# Aim of the task:
Rewrite the lines below as a numbered list, leaving out blank lines and the pictures.

────────────────────

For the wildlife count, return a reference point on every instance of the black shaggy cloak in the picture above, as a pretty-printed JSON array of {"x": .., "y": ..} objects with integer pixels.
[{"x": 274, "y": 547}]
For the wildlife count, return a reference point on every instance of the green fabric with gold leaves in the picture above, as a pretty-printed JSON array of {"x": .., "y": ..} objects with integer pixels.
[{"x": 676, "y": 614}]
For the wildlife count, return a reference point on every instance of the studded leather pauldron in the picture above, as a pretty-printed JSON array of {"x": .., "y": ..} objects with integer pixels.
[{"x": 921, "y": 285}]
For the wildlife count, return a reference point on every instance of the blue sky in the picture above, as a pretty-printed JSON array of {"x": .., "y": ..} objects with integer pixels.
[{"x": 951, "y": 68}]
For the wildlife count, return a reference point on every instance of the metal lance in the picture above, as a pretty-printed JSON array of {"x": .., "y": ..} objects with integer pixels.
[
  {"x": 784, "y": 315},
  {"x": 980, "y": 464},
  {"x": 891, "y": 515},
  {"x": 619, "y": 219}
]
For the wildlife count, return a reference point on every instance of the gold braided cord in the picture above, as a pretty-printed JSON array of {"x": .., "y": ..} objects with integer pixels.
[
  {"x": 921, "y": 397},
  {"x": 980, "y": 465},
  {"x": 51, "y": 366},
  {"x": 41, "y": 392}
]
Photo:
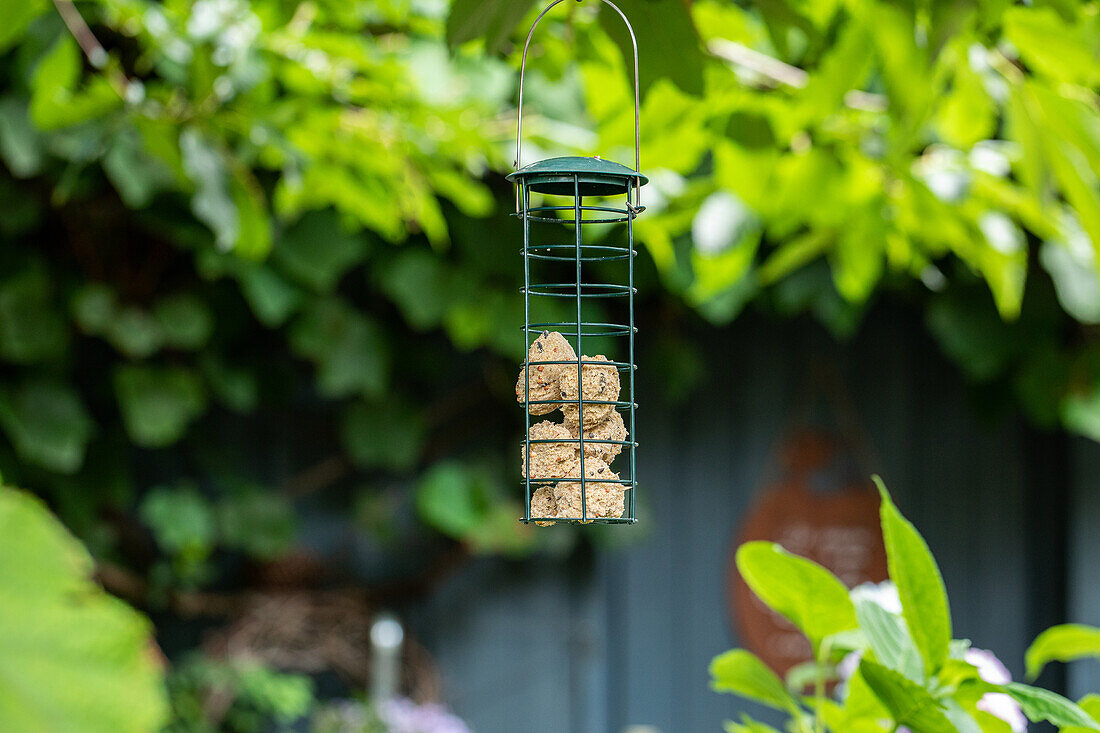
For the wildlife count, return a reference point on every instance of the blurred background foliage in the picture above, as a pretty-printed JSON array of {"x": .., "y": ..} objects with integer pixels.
[{"x": 260, "y": 251}]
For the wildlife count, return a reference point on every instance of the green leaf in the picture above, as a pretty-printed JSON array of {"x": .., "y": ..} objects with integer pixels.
[
  {"x": 1040, "y": 704},
  {"x": 967, "y": 115},
  {"x": 233, "y": 385},
  {"x": 494, "y": 20},
  {"x": 349, "y": 349},
  {"x": 70, "y": 655},
  {"x": 804, "y": 592},
  {"x": 259, "y": 523},
  {"x": 388, "y": 435},
  {"x": 449, "y": 499},
  {"x": 157, "y": 403},
  {"x": 31, "y": 328},
  {"x": 254, "y": 225},
  {"x": 1063, "y": 643},
  {"x": 668, "y": 43},
  {"x": 909, "y": 703},
  {"x": 318, "y": 250},
  {"x": 135, "y": 174},
  {"x": 95, "y": 307},
  {"x": 14, "y": 18},
  {"x": 1089, "y": 703},
  {"x": 20, "y": 143},
  {"x": 271, "y": 297},
  {"x": 55, "y": 101},
  {"x": 47, "y": 424},
  {"x": 889, "y": 638},
  {"x": 135, "y": 332},
  {"x": 744, "y": 674},
  {"x": 1064, "y": 52},
  {"x": 417, "y": 281},
  {"x": 920, "y": 584},
  {"x": 185, "y": 320},
  {"x": 182, "y": 520},
  {"x": 212, "y": 204},
  {"x": 747, "y": 725}
]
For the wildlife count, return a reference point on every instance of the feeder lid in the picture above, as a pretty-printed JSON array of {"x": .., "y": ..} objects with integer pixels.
[{"x": 596, "y": 176}]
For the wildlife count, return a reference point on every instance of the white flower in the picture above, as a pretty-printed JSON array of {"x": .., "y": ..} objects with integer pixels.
[
  {"x": 883, "y": 594},
  {"x": 997, "y": 703}
]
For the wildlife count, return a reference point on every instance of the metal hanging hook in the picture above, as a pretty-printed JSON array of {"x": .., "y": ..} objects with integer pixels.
[{"x": 637, "y": 95}]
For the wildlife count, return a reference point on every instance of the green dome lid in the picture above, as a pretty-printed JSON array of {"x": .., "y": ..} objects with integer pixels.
[{"x": 596, "y": 176}]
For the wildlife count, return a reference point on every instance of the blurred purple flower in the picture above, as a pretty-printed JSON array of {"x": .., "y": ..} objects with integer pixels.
[
  {"x": 403, "y": 715},
  {"x": 990, "y": 668}
]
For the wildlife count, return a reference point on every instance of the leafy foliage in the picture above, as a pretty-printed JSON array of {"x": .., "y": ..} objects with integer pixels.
[
  {"x": 891, "y": 687},
  {"x": 820, "y": 153},
  {"x": 107, "y": 677},
  {"x": 284, "y": 223}
]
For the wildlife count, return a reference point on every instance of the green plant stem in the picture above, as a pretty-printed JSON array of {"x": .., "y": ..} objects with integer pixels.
[{"x": 818, "y": 693}]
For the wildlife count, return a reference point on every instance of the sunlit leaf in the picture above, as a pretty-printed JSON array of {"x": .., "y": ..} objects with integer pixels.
[
  {"x": 744, "y": 674},
  {"x": 157, "y": 403},
  {"x": 75, "y": 653},
  {"x": 1040, "y": 704},
  {"x": 47, "y": 424},
  {"x": 909, "y": 703},
  {"x": 807, "y": 594},
  {"x": 920, "y": 584},
  {"x": 1064, "y": 643}
]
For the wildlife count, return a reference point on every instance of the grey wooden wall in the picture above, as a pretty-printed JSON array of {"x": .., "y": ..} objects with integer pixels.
[{"x": 624, "y": 637}]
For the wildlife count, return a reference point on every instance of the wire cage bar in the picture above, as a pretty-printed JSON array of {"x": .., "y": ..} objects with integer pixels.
[
  {"x": 571, "y": 491},
  {"x": 578, "y": 329}
]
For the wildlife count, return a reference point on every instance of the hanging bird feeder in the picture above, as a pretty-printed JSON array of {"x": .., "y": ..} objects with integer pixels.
[{"x": 578, "y": 463}]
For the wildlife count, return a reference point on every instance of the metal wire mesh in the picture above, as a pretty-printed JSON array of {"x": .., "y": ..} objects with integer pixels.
[{"x": 578, "y": 330}]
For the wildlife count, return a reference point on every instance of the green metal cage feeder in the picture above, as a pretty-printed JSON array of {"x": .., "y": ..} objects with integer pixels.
[{"x": 561, "y": 186}]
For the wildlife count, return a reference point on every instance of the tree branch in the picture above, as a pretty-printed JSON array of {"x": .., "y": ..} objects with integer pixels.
[{"x": 782, "y": 73}]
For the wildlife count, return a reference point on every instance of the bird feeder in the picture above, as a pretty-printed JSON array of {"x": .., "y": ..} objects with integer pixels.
[{"x": 578, "y": 298}]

────────────────────

# The output:
1. For the wildlife count, return a reference point on every instance of the black shaggy cloak in the picture above, as a pretty-printed JSON array of {"x": .., "y": ..} objects with integer pixels.
2. [{"x": 274, "y": 547}]
3. For the wildlife count, return a reference point on every instance of the green fabric with gold leaves in the picture above, as a pretty-printed JSON array of {"x": .., "y": ..} objects with integer pixels.
4. [{"x": 676, "y": 614}]
5. For the wildlife count, return a reference point on every instance of the studded leather pauldron in the picture above, as a pretty-printed JSON array of {"x": .., "y": ..} objects with integer pixels.
6. [{"x": 921, "y": 285}]
7. For the wildlife count, return a reference point on every instance of the blue sky in the picture above, as a pretty-printed JSON array of {"x": .., "y": ..} objects with integer pixels.
8. [{"x": 951, "y": 68}]
9. For the wildlife count, return a reference point on every instance of the metal lance in the picture above, as a pretty-printed JSON array of {"x": .., "y": ..} objects with integer pixels.
10. [
11.   {"x": 784, "y": 315},
12.   {"x": 980, "y": 464},
13.   {"x": 891, "y": 515},
14.   {"x": 619, "y": 219}
15. ]
16. For the wildlife count, return a reference point on every instance of the gold braided cord in the picture above, as a pretty-printed JSON array of {"x": .., "y": ..} objects with integer pixels.
17. [
18.   {"x": 921, "y": 397},
19.   {"x": 980, "y": 465},
20.   {"x": 51, "y": 366},
21.   {"x": 41, "y": 392}
22. ]
23. Photo:
24. For the wildlife count, return a reference point on every instance of the blurred background foliage in the picture above, as a pretty-printed JSON array of {"x": .., "y": ..} objects with integer pixels.
25. [{"x": 260, "y": 251}]
26. For the wildlife count, return a reference point on every instance of the green leaf in the picture above, as a pretty-printed JSON array of {"x": .., "y": ..} objects with integer pixels.
27. [
28.   {"x": 1040, "y": 704},
29.   {"x": 967, "y": 115},
30.   {"x": 233, "y": 385},
31.   {"x": 494, "y": 20},
32.   {"x": 349, "y": 349},
33.   {"x": 70, "y": 655},
34.   {"x": 804, "y": 592},
35.   {"x": 259, "y": 523},
36.   {"x": 388, "y": 435},
37.   {"x": 449, "y": 499},
38.   {"x": 157, "y": 403},
39.   {"x": 31, "y": 328},
40.   {"x": 254, "y": 225},
41.   {"x": 1063, "y": 643},
42.   {"x": 668, "y": 43},
43.   {"x": 909, "y": 703},
44.   {"x": 318, "y": 250},
45.   {"x": 135, "y": 174},
46.   {"x": 95, "y": 307},
47.   {"x": 14, "y": 18},
48.   {"x": 1089, "y": 703},
49.   {"x": 20, "y": 143},
50.   {"x": 271, "y": 297},
51.   {"x": 55, "y": 101},
52.   {"x": 47, "y": 424},
53.   {"x": 889, "y": 638},
54.   {"x": 135, "y": 332},
55.   {"x": 744, "y": 674},
56.   {"x": 1064, "y": 52},
57.   {"x": 417, "y": 281},
58.   {"x": 920, "y": 584},
59.   {"x": 185, "y": 320},
60.   {"x": 182, "y": 520},
61.   {"x": 212, "y": 204},
62.   {"x": 747, "y": 725}
63. ]
64. For the wildlife count, return a reference point on every instance of the feeder lid in the picture above, as a pretty-printed JSON array of {"x": .., "y": ..} objects with integer pixels.
65. [{"x": 596, "y": 176}]
66. For the wildlife count, return a reference point on every instance of the white flower in the picture above, as a pretty-printed JSON array of {"x": .., "y": ..} objects with integer pixels.
67. [
68.   {"x": 883, "y": 594},
69.   {"x": 997, "y": 703}
70. ]
71. For the wildlife count, return a reference point on every instance of the metal hanging hook in the picture above, as a pretty-printed JSON array of {"x": .., "y": ..} objects with integer pixels.
72. [{"x": 637, "y": 95}]
73. For the wildlife count, return a reference point on every instance of the green dome lid in the picture above, as a pretty-printed JSON array of {"x": .., "y": ..} objects with integer pixels.
74. [{"x": 596, "y": 176}]
75. For the wildlife count, return a reference point on every instance of the blurred purple flower in the picture above, as a pretty-printed JSON array of {"x": .., "y": ..} objects with integer pixels.
76. [
77.   {"x": 403, "y": 715},
78.   {"x": 990, "y": 668}
79. ]
80. For the wildlife count, return a reference point on every instance of the leafy foliage in the picture above, as a pretty-printed JSON array of {"x": .., "y": ..} objects with integer pixels.
81. [
82.   {"x": 891, "y": 687},
83.   {"x": 820, "y": 153},
84.   {"x": 107, "y": 677},
85.   {"x": 284, "y": 223}
86. ]
87. For the wildlife count, return a reference point on every instance of the green plant stem in the picture above, as a pretty-printed JSON array of {"x": .., "y": ..} objects with integer pixels.
88. [{"x": 818, "y": 693}]
89. For the wildlife count, return a reference point on every instance of the sunlit leaf in the picture above, as a pretty-printed JSON array of {"x": .., "y": ..} objects with integer pixels.
90. [
91.   {"x": 744, "y": 674},
92.   {"x": 157, "y": 403},
93.   {"x": 75, "y": 653},
94.   {"x": 1040, "y": 704},
95.   {"x": 47, "y": 424},
96.   {"x": 909, "y": 703},
97.   {"x": 807, "y": 594},
98.   {"x": 920, "y": 584},
99.   {"x": 1064, "y": 643}
100. ]
101. For the wildlife count, return a reference point on every instance of the grey wooden wall in the picture above, as a pretty-printed JSON array of {"x": .., "y": ..} objects with integer pixels.
102. [{"x": 624, "y": 637}]
103. For the wildlife count, return a reference point on every instance of the wire cage bar in the picture above, as a pretty-printed JSON array of {"x": .., "y": ..} objects with integer pixels.
104. [
105.   {"x": 571, "y": 491},
106.   {"x": 578, "y": 329}
107. ]
108. For the wildlife count, return a reference point on every instance of the hanging bird feeder in the picture above, as a pretty-printed JSON array of {"x": .., "y": ..} objects with integer pixels.
109. [{"x": 578, "y": 463}]
110. For the wildlife count, return a reference point on every instance of the metal wire mesh in the picture above, as a pretty-printed JSON array of {"x": .., "y": ..} objects with integer pixels.
111. [{"x": 578, "y": 330}]
112. For the wildlife count, return a reference point on every instance of the green metal cage feeder in the picture above, as a pretty-printed JSON array of {"x": .., "y": ..} objects with integer pixels.
113. [{"x": 561, "y": 186}]
114. For the wildlife count, return a reference point on every instance of the tree branch in the picture above, as a pretty-printed JSON array of {"x": .., "y": ..} objects with integer pixels.
115. [{"x": 782, "y": 73}]
116. For the wildlife count, return a reference point on every instance of the bird feeder in the picture above, as a pretty-printed JSON array of {"x": .., "y": ..} objects with integer pixels.
117. [{"x": 578, "y": 298}]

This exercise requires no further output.